● **PROBLEM STATEMENT**: Transcribe the material verbatim in full; the pictures do not belong in the copy.

● **RECORDS FOR THIS EXERCISE**:
+++

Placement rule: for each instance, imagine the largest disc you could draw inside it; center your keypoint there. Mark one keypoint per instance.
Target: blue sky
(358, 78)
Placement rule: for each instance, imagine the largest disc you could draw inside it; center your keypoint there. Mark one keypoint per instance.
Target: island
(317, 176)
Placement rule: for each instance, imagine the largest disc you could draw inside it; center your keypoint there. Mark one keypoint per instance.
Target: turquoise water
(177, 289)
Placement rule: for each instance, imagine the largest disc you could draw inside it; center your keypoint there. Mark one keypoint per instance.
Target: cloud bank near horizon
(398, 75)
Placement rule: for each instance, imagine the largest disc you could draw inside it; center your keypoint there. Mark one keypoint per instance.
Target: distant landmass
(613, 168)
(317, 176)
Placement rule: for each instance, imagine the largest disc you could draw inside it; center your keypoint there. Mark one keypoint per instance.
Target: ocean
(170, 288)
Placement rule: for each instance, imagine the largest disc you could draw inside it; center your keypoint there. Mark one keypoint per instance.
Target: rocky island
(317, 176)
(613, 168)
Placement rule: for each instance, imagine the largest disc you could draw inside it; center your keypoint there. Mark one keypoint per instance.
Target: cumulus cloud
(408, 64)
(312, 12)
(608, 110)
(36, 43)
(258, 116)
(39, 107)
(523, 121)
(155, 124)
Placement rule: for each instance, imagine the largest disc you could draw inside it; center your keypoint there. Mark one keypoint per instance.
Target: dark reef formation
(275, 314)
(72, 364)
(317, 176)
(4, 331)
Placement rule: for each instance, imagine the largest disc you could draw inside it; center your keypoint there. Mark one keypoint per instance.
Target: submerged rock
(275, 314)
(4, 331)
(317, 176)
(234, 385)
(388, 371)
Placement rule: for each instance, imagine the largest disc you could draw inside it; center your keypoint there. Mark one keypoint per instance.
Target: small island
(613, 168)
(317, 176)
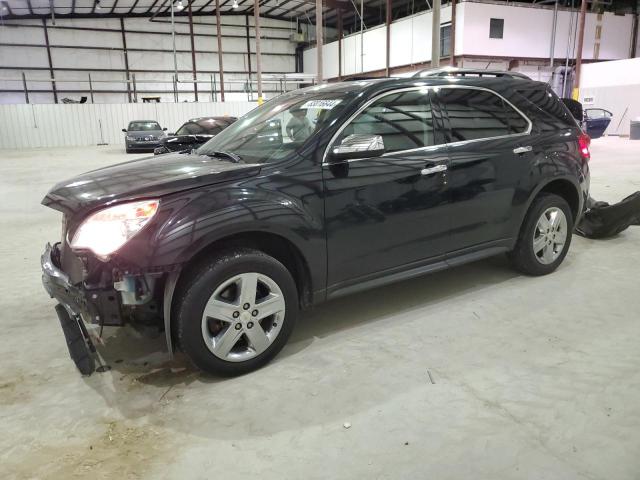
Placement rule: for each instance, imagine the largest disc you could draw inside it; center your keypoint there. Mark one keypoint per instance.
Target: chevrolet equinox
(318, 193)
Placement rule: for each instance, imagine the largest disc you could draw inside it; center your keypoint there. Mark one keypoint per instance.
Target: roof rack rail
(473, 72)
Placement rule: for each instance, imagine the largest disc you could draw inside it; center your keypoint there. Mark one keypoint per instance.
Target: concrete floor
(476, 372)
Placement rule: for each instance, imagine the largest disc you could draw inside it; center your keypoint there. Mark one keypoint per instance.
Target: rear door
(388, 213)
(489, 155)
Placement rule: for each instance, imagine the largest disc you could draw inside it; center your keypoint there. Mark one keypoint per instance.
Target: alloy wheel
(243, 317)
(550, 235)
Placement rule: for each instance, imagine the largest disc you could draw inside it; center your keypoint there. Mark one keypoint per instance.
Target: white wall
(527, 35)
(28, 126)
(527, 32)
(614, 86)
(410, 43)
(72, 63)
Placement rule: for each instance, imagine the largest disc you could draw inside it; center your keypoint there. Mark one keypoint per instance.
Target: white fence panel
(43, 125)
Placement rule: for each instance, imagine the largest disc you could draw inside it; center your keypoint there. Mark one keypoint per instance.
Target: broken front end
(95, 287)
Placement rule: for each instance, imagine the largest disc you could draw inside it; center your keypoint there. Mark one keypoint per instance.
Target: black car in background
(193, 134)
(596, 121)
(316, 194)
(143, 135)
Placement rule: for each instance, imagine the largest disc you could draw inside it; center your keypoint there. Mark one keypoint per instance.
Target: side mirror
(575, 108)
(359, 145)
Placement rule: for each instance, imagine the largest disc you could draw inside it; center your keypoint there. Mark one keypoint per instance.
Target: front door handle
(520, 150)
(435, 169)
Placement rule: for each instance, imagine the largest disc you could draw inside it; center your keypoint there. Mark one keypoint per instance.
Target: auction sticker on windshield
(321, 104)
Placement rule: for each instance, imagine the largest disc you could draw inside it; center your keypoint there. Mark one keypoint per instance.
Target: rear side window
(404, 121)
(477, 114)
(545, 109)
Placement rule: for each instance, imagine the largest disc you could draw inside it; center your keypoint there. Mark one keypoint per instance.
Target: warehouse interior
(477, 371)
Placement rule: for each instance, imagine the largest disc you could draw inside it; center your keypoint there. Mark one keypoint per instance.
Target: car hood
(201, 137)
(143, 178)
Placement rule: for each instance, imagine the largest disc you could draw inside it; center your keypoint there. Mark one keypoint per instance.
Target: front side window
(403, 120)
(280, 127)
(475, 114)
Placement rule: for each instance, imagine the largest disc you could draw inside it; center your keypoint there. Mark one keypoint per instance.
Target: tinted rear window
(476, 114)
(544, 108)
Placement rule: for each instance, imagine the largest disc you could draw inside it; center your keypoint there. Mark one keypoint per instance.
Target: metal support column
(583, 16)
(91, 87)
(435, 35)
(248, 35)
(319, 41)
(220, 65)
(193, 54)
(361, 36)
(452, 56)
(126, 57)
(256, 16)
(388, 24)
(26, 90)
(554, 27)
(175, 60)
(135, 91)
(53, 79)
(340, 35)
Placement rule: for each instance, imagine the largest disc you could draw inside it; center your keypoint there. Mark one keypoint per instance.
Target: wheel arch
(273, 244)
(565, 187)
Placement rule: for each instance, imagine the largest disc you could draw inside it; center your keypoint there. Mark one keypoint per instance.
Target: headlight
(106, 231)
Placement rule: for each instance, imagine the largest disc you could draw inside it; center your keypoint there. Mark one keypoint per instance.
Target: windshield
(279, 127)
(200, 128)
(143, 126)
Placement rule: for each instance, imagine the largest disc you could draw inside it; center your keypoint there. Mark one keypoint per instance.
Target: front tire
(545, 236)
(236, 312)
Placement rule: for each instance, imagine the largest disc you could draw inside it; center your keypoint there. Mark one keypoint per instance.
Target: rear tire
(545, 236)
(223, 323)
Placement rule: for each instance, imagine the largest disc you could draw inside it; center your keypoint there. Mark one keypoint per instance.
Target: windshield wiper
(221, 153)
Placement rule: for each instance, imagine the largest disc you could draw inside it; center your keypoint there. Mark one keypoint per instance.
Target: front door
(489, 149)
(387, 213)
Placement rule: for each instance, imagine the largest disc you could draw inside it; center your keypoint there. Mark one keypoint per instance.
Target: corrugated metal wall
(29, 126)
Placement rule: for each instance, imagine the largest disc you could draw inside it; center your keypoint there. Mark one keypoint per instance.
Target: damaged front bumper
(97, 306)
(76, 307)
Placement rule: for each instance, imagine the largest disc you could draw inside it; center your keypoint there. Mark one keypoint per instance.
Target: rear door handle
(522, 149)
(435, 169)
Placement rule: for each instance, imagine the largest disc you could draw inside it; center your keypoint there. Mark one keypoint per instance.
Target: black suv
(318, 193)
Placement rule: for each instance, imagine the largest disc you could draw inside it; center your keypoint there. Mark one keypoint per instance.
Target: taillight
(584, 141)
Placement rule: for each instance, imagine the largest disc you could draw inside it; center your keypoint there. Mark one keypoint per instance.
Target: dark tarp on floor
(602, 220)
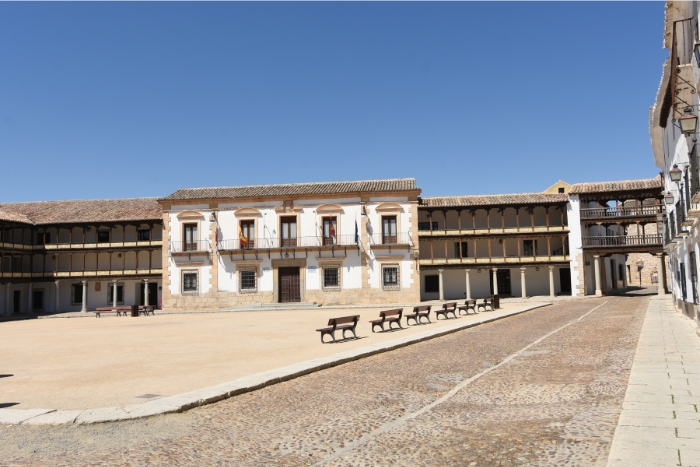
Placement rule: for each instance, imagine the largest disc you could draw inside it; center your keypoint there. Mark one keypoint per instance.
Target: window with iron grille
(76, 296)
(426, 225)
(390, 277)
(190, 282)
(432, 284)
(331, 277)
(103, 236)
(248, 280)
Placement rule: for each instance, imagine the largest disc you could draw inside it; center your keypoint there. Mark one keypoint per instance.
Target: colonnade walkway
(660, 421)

+++

● **RESULT OF THIS TASK**:
Placement rule: for each instance, imagine the largest disc you could draw inside it; center your keypoint there. Mark one keypoint per instance.
Target: blue sky
(358, 78)
Placement rule: for each instance, imagine the largest disc you could draw inside it; center your keypoint there. Mark one keypoint per instance.
Target: island
(317, 176)
Placement rule: for each instance, imagine the largest disc you could draw inside it; center your keypoint there. Mark one keypoint per instance.
Target: turquoise water
(177, 289)
Placement rule: for each instance, imagine the largest disc you could draw inside it; center your keypoint there. Mark one keypoint per instance.
Target: cloud bank near horizon
(398, 75)
Placement rule: for each instance, imagine the largest disc you could draw inside it; center your keypoint there. Mark one keypoint per instance.
Target: distant landmass
(613, 168)
(317, 176)
Placement rule: for each instance, imagine the largest disc you could draw inside it; center your keypoint there. Mark one keypoint per instance.
Target: ocean
(170, 288)
Placement rule: for each instance, imagine the largest disc you could draw inside it; center your keypoint there. Mark one keypoint per instance.
Target: rocky island
(317, 176)
(613, 168)
Placement rule: for each instance, imagine the largest disc you could draw inside it; center your keypoint there. Mark one keypoint per instance.
Target: cumulus cloud
(408, 64)
(312, 12)
(608, 110)
(36, 43)
(258, 116)
(39, 107)
(523, 121)
(155, 124)
Placement rule: for each instance, imagine the largest disc you could draw inside it; center your keypoint there. Mark one keypoint per instance.
Target: dark reef formation
(275, 314)
(72, 364)
(317, 176)
(4, 331)
Placement rule: for each instance, imagine the largest disc you could draw inside it; center your keypoint there. Mark one keypoint per instance.
Target: submerged rock
(275, 314)
(4, 331)
(317, 176)
(234, 385)
(388, 371)
Placement rule: for each instance, imagine the largest disc you could draw inside it; center your keypoint there. Mark one keypoint per instance.
Target: small island
(613, 168)
(317, 176)
Placement rule: for each instance, imagine the largest disc you could draw inside it; center your keypoint there. Mark one keypoint per instance.
Target: chevrolet equinox
(318, 193)
Placement rule: for each instance, imagine the largest disc you could draw inside it; center your keypoint there. Mark one keypoint per instance.
Target: roof rack rail
(473, 72)
Placement rule: for each instance, imagine the largest disc you could draw inside it; center your keypoint there. Mark one keypoint per instance.
Target: concrete floor
(476, 372)
Placement rule: for each instance, imagine the largest disc you could draw inside it; center your keypoint there. Mark one keypoint per instance.
Target: rear door
(388, 213)
(489, 155)
Placement rule: for each instance, imagine the largest disc you could draw inside it; center your keypoint there. Mark one keypoint per instance.
Target: alloy wheel
(243, 317)
(550, 235)
Placement rule: for each instance, imagine the largest disc you could draw inside it; center your keypoint there. Mark one keypoint per instance.
Target: white wall
(527, 35)
(28, 126)
(527, 32)
(614, 86)
(410, 43)
(72, 63)
Placement rule: for each instance, imagine the largest disc you could draw inside it; center your keypoint there. Mark one keypoint per instance.
Target: white fence panel
(43, 125)
Placement rule: for each instance, imagine the largest disc you could draw inside it; center your keypoint there. Mark one keypoint per instance.
Target: broken front end
(95, 287)
Placement rule: for each instance, imagine the largest disc you could draw inside it; center your keypoint there. Mark one keypoint per instance.
Target: black car in background
(193, 134)
(596, 121)
(316, 194)
(143, 135)
Placement rule: for each instance, imagine the largest disc you could draw inside it; center your keypoint there. Mark one keypoint per instance.
Target: side mirror
(575, 108)
(359, 145)
Placement rule: for each instance, imagine the largest disc you could draw inside it; center your keypoint there. Mark one keypoint per instance.
Target: front door handle
(520, 150)
(435, 169)
Placement rule: for each instance, imagine the largest disc you could draw inside it; center your keypoint there. Mark one keypoint per instance.
Target: auction sticker on windshield
(321, 104)
Placement rule: for each instance, imagine the largest disc you could draw inside it; center your keypoint there. Mark one keypoint per instance.
Target: rear side window
(404, 121)
(477, 114)
(545, 109)
Placement rule: for each instance, imagine the largest disc you could draw inside it; center your keypoint there. Mark one keypoint per instance.
Target: warehouse interior
(477, 371)
Placement rule: for each instance, imagine the largest disc you could draw inside it; center your keypoint there. Mark one keypoint per instance.
Target: car hood
(201, 137)
(143, 178)
Placement rule: for each instance, imagine the largest disc you could draw inside it; center your keypoint there. Mark one keypoint per instance.
Target: front side window
(403, 120)
(280, 127)
(475, 114)
Placement rule: for each instance, imagine the largest disc you could draw inside it; center your keypoint there. Mark one keypoint per instance.
Target: tinted rear window
(476, 114)
(544, 108)
Placement rule: for each instance, imagine the largest disc you could draw inside it; center your keypoint there. Mark one keypoint per instance.
Target: metal support column
(583, 16)
(91, 87)
(435, 35)
(248, 35)
(319, 41)
(220, 65)
(193, 54)
(361, 36)
(452, 56)
(126, 57)
(256, 16)
(388, 24)
(26, 90)
(554, 27)
(175, 60)
(135, 91)
(53, 79)
(340, 35)
Placement rule: for each instance, imagine the largest disc you could draw inside it; center your keypoint there. Mark one keypoint per instance.
Target: wheel arch
(273, 244)
(565, 187)
Placement rule: for each instance, imagine the largest disc you could draw inside it; center your keypoint there. Mark one keypoint per instance.
Target: headlight
(106, 231)
Placement rule: for each instance, imagine the largest disc you could draw inside it; center your keypoint there. Mark one keypoint per instance.
Target: windshield
(279, 127)
(200, 128)
(143, 126)
Placement rule: for each instance, imagine the largest disc you could draw inside it; center your keypoint there. Mark one keypoint per instance.
Target: front tire
(545, 236)
(236, 312)
Placement rule: for each instance, imagine the largest disc you could draw inside it; center your keypoint there. Mark one keypoint per instance.
Target: rear tire
(545, 236)
(223, 323)
Placement rule: for each instance, imagine the largest disc you could draw inside it; center your keypoint there. Mark one keypoint per instance.
Target: windshield wiper
(221, 153)
Placement rule: for each instance, imagine the largest disc you could draw inside it; center your keypoint there. Mark one keypoint per instance.
Target: front door
(489, 149)
(387, 213)
Placement rule: for each instance, imagine the largest disc you could draw inside it; center your keypoint there. Mark one keypoint per instance.
Target: corrugated metal wall
(29, 126)
Placement rule: for each instance, imagine the largest disc you could draw inside it; center your keypoint there. Mark one keypoint per instance.
Target: damaged front bumper
(97, 306)
(76, 307)
Placement rule: for each instance, imagine the largest disc you could draw inside it; center your keypoint there. Mark one keypoint per instance.
Target: rear door handle
(522, 149)
(435, 169)
Placement rule: for each instance, imagine the largest disc you could draw inside it; center your keypoint there. Mark one keypoint per instance.
Target: black suv
(318, 193)
Placement rule: for each instance, imagine the largest disc you could draw inside it; center your keypoint there. Mark one keypoint per instance.
Target: taillight
(584, 141)
Placement rule: for each instance, imagine the largest disc you could draw inside it; center your keypoint there. Mark one keypoint per instance.
Target: dark tarp on floor
(602, 220)
Placement rule: for each instance, imagine the largest disc you could draw inside it; center your keypoint there. Mark one keypoint per instance.
Target: window with iron grille
(76, 296)
(426, 225)
(390, 277)
(190, 282)
(432, 284)
(331, 277)
(103, 236)
(248, 280)
Placement rule: for each instance, imagine the largest disc you could draw inside it; center your keypoint there. Mark one keypoint per instance.
Target: colonnade walkway
(660, 421)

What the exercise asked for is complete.